CPT Code 90837: The Complete Guide to Billing 60-Minute Psychotherapy
The 90837 CPT code is the most scrutinized code in outpatient behavioral health, and probably the most misunderstood. Most guides will tell you it's "the 60-minute code." That's the descriptor, not the rule.
The real threshold is 53 minutes. There's no upper limit. And a session you coded correctly can still come back paid at a lower rate without anyone telling you.
A lot of what's published about this code is simply out of date. Some of it still tells therapists to bill an add-on code that disappeared three years ago.
Here's what 90837 actually covers, what it pays, and what to do when a payer pushes back.
What Is CPT Code 90837?
The official AMA descriptor is short: "Psychotherapy, 60 minutes with patient."1
It covers individual psychotherapy delivered face-to-face, either in person or by telehealth, with the client present. The whole session has to be psychotherapy. Medication management, case management, and administrative time don't belong under this code.
Licensed mental health professionals bill it: psychiatrists, psychologists, LICSWs, LMFTs, and LPCs or LPCCs. Your scope depends on your state license and how each payer has credentialed you.
One common mix-up worth clearing up early. 90837 is an individual code. A 60-minute couples or family session isn't a 90837, it's 90847 or 90846, and billing for family therapy follows its own rules.
So the descriptor says 60 minutes. The billing rule says something different.
The 90837 Time Requirement (And the Ceiling That Doesn't Exist)
You can bill 90837 at 53 minutes or more of face-to-face psychotherapy.1 You don't need to reach 60. A 53-minute session qualifies.
Here's the part most articles get wrong: there is no upper limit. A 55-minute session and a 95-minute session are both 90837. Both pay the same.

────────

BRIEF 1.
Answer these questions from the guide to CPT code 90837:
(a) What is the least face-to-face time that qualifies a session for 90837?
(b) Which codes cover a 60-minute couples or family session?
(c) Which three kinds of time does the guide say don't belong under 90837?
BRIEF 2. Extend the guide to CPT code 90837 from the point where it ends, keeping its plain, direct tone.

STORED DATA.
────────

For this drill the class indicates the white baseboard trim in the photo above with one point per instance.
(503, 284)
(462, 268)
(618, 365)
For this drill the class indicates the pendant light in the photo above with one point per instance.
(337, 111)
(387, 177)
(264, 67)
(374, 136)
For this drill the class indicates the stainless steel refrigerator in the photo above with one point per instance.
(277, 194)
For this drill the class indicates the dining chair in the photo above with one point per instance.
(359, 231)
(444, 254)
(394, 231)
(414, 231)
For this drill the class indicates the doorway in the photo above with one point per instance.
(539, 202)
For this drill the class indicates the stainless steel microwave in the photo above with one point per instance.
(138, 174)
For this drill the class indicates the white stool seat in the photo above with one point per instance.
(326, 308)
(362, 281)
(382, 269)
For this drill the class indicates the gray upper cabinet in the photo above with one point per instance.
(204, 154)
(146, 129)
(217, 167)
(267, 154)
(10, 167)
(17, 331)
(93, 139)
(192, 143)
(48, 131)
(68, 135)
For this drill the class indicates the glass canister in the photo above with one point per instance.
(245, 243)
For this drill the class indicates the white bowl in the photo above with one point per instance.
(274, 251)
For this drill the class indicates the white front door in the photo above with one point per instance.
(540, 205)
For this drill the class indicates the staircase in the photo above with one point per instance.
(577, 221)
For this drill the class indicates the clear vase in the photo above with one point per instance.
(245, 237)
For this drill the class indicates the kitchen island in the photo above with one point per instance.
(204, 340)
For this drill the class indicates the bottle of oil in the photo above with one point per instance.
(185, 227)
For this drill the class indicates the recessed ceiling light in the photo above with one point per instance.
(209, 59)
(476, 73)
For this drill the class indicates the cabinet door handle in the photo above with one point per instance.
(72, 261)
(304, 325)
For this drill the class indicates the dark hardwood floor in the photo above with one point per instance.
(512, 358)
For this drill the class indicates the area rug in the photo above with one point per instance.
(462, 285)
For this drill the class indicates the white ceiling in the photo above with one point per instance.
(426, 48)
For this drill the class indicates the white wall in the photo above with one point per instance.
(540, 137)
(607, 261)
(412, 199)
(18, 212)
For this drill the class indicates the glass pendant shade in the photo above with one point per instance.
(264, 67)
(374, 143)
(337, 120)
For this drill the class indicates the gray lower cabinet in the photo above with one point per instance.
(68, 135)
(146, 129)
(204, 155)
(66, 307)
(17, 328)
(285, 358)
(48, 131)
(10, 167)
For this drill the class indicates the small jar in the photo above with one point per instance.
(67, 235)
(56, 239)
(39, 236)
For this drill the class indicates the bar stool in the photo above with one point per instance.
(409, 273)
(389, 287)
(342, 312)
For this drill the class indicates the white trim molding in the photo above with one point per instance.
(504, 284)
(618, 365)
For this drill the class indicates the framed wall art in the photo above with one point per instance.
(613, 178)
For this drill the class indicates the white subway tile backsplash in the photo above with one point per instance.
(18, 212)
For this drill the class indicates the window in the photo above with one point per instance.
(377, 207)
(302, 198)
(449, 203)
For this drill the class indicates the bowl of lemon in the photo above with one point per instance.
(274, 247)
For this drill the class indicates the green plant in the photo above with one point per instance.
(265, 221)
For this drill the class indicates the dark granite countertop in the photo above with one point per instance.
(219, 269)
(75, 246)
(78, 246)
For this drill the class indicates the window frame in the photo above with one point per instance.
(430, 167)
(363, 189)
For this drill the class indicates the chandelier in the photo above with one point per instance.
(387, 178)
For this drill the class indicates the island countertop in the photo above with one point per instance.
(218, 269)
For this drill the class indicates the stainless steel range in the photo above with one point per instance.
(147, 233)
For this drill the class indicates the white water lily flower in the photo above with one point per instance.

────────

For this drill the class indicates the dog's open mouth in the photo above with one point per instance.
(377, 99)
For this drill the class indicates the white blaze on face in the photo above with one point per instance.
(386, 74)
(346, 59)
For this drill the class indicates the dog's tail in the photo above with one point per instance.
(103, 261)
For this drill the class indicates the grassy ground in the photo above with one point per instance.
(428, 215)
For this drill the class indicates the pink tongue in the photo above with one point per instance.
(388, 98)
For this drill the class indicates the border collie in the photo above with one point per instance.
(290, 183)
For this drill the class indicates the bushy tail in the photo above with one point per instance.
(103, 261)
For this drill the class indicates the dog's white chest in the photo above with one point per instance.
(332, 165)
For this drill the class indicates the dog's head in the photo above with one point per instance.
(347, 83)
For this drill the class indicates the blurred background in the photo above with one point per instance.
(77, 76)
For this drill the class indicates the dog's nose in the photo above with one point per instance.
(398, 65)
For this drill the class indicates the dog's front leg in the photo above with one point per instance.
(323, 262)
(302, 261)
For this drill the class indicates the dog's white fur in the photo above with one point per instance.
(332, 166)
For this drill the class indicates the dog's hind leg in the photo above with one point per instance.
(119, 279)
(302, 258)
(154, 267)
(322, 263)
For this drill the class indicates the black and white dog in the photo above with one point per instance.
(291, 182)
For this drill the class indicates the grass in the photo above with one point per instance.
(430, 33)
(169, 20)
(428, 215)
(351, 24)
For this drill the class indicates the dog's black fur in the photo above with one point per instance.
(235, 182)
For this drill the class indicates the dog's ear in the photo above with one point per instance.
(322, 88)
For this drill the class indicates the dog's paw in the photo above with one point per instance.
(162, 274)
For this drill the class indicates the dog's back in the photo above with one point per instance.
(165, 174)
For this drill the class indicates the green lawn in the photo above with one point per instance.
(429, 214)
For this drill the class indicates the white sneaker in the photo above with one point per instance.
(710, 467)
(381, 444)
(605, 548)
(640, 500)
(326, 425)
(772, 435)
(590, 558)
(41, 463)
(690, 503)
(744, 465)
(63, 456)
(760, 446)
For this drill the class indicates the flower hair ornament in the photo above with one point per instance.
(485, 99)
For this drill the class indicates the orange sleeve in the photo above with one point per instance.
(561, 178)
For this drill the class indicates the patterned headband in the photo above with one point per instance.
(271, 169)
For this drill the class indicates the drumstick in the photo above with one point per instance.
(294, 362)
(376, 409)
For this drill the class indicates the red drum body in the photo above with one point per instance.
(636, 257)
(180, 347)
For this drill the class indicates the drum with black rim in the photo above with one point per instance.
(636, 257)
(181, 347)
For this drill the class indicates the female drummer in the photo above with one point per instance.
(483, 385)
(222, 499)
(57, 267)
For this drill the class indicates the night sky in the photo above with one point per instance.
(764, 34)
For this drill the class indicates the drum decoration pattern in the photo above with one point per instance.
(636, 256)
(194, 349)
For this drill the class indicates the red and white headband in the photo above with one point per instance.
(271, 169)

────────

TASK RESPONSE 1.
(a) 53 minutes.
(b) 90847 or 90846.
(c) Medication management, case management, and administrative time.

TASK RESPONSE 2.
That surprises people, and it leads to the second thing most articles get wrong. If you were taught to add a prolonged-services code to a long session, that option is gone. CPT codes 99354 and 99355 were deleted effective January 1, 2023.2
Their replacements don't help here. Codes 99417 and G2212 can't be billed alongside psychotherapy codes, which leaves no prolonged-services code that pairs with 90837 at all.3 Nobody says this plainly, so we will: past 53 minutes, the reimbursement stops changing.
A therapist in Duluth runs a 90-minute EMDR intensive and reasonably assumes there's a code for the extra half hour. There isn't, and hasn't been since 2023. It's a 90837, paid the same as a 55-minute session. That's worth knowing before you build a program around extended-format sessions, because the clinical case for the format is real, and the billing case for it isn't.
What counts toward the clock is active clinical work with your client. What doesn't count: writing notes, scheduling, collecting the copay, coordinating care, or waiting on someone who's running late.
And round down, never up. Fifty-two minutes is a 90834.
90837 vs. 90834: The Short Version
The individual psychotherapy codes are time-based, and the ranges are easy to keep straight:
- 90832 = 16 to 37 minutes
- 90834 = 38 to 52 minutes
- 90837 = 53 minutes or more
The rule is just as simple: bill the code whose range your actual session time falls into.1
If you're weighing 90834 vs 90837 for a specific session, or you want the documentation differences and the revenue math behind each one, we've covered choosing between 90834 and 90837 in depth separately.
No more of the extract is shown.